### [Requirement]
Copy out every row below that contains the word "open".

### [Available records]

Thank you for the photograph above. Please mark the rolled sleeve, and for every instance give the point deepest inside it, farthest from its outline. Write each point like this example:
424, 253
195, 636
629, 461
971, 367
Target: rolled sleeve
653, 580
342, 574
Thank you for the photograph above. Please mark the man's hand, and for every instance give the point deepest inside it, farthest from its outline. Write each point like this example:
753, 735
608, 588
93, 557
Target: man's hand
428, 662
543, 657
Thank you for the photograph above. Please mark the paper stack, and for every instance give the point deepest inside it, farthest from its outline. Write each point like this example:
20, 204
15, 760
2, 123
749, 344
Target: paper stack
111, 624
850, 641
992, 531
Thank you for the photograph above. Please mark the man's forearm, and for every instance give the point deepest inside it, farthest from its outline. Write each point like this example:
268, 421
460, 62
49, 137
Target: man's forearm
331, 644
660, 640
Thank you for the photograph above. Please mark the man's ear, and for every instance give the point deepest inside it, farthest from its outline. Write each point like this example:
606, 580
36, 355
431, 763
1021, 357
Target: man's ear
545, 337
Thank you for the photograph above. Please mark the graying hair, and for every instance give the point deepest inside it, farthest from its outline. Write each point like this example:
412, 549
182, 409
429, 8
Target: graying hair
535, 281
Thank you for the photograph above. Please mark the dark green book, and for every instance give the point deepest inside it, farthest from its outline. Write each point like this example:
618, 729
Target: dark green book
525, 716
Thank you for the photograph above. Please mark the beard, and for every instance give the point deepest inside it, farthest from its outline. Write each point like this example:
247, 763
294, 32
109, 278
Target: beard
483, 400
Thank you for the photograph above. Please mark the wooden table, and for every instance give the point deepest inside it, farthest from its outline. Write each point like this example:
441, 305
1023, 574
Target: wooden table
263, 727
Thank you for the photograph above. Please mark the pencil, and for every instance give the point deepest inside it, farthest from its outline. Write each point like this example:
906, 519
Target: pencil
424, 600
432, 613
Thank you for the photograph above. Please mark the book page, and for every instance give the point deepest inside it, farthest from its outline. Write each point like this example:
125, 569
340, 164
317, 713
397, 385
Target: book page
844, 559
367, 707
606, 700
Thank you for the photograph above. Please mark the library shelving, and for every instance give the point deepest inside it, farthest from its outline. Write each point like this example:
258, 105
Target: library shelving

...

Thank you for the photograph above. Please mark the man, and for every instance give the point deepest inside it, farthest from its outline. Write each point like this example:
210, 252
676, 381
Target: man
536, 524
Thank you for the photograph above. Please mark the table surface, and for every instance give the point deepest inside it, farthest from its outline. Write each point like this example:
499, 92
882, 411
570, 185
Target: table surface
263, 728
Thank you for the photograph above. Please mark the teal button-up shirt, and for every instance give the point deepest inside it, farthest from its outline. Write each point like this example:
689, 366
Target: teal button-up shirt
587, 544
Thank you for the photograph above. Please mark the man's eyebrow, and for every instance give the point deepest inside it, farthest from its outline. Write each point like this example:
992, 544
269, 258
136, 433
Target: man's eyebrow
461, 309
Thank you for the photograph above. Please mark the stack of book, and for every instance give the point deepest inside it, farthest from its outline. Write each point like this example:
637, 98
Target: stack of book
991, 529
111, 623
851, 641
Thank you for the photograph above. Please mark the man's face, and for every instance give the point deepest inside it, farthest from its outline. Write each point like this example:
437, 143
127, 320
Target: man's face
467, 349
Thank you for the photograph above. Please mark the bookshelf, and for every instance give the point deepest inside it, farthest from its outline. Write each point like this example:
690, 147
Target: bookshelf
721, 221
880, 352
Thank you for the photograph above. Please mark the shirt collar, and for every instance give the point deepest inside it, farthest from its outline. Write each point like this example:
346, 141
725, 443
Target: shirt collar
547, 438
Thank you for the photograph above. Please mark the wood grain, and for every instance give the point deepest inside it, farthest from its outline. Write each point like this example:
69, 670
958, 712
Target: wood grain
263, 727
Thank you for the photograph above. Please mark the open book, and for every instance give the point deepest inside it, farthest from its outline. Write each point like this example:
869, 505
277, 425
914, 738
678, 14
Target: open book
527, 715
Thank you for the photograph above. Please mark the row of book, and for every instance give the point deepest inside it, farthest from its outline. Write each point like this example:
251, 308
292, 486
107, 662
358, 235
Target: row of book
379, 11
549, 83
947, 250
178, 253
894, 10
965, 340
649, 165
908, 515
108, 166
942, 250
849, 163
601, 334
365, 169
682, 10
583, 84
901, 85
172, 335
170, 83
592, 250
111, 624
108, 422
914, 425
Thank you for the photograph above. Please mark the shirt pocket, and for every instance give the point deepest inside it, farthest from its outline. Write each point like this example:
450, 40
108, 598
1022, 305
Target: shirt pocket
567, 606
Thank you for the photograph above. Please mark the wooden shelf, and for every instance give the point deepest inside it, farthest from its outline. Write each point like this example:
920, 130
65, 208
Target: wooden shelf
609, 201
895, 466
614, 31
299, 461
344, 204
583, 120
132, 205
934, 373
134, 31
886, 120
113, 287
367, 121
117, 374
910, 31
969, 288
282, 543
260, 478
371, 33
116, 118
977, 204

### [Worked answer]
Thank you for the photograph above. Please mark the open book, and for every instance give the point deepest inside it, farthest from its outline. Write each point like this example:
Target: open book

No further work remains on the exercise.